EXERCISE AIM
Repeat the rows below word for word, and leave the pictures out of your answer.

GIVEN DATA
+===+

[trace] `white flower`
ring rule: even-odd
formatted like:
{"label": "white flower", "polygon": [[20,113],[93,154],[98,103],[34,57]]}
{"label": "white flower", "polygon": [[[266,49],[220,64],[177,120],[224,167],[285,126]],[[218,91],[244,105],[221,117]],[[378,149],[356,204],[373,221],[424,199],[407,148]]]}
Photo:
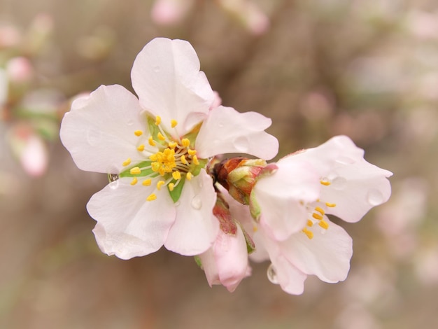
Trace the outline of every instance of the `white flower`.
{"label": "white flower", "polygon": [[101,86],[75,100],[62,123],[62,141],[80,169],[120,176],[87,206],[97,221],[97,243],[124,259],[162,245],[200,254],[218,233],[208,158],[240,152],[273,158],[278,141],[264,132],[271,120],[211,108],[213,92],[187,41],[153,40],[131,76],[139,99],[120,85]]}

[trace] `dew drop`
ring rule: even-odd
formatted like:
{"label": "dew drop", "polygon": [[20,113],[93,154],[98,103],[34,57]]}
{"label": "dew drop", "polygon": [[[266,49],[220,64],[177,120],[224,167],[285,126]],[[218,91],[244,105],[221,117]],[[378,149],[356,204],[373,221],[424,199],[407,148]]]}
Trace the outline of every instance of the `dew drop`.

+===+

SOLUTION TO THIS TASK
[trace] `white flower`
ring rule: even-odd
formatted like:
{"label": "white flower", "polygon": [[20,113],[93,154],[98,103],[34,57]]}
{"label": "white flower", "polygon": [[[266,49],[220,64],[177,120],[224,167],[285,126]],[[218,91],[244,105],[221,117]],[[378,149],[356,204],[373,221],[424,199],[407,148]]]}
Photo:
Trace the outline of every instance of the `white flower`.
{"label": "white flower", "polygon": [[101,86],[75,100],[62,123],[62,141],[80,169],[120,176],[87,206],[97,221],[97,243],[124,259],[162,245],[200,254],[218,233],[208,158],[240,152],[273,158],[278,141],[264,132],[271,120],[211,108],[213,92],[187,41],[153,40],[131,76],[139,99],[120,85]]}

[trace] `dew drop`
ring rule: even-odd
formatted like:
{"label": "dew drop", "polygon": [[20,113],[93,154],[98,103],[34,57]]}
{"label": "dew drop", "polygon": [[[266,49],[220,64],[177,120],[224,167],[285,126]],[[218,91],[244,105],[221,117]],[[378,149],[356,204],[373,221],[424,199],[407,148]]]}
Trace the outline of every instance of the `dew drop`.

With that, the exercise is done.